→ **What the task asks**
Retype every one of the items below word for word, and leave the picture out.

##### Listed entries

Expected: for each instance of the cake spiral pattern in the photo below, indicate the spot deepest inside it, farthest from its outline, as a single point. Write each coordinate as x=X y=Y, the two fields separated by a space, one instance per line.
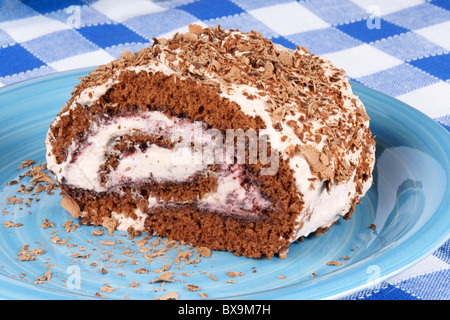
x=215 y=137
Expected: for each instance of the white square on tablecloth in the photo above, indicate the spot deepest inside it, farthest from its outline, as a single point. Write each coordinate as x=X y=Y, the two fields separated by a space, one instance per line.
x=30 y=28
x=438 y=34
x=184 y=29
x=362 y=60
x=121 y=11
x=288 y=18
x=89 y=59
x=387 y=6
x=433 y=100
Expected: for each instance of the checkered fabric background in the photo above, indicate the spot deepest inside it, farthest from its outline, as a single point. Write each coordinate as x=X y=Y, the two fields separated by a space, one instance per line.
x=399 y=47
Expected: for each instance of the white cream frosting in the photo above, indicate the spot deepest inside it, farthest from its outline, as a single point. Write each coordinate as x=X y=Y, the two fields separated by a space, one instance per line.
x=322 y=207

##########

→ **Written response**
Expected: for each instance of the cake spiral pattern in the photo below, indicate the spot deepest inside it, farthest from its outline, as a single point. Write each coordinate as x=X y=Y, the two fields separated by a space, one instance per line.
x=215 y=137
Expected: for each instance of the white square on tablecloth in the photo above, indicate the spot deepest inside it, farthest from its outline, as a single point. Write each coordinate as x=X y=Y, the two fields separated by a space, one instance per line.
x=30 y=28
x=438 y=34
x=184 y=29
x=362 y=60
x=121 y=11
x=288 y=18
x=89 y=59
x=387 y=6
x=433 y=100
Expected: for each instance of the checkered fabric background in the photo above, indicate the spot deepest inside it, farthest from its outline, as a single point. Write each coordinate as x=X y=Y, the two fields separated by a space, one instance per line.
x=399 y=47
Expected: for each instance of the white cream frosting in the photo above, indicate the spot deepest inside it, farthest from its outline, as a single point. Write each coordinate as x=X y=Y, the two fields separated by a space, one instance per line.
x=322 y=207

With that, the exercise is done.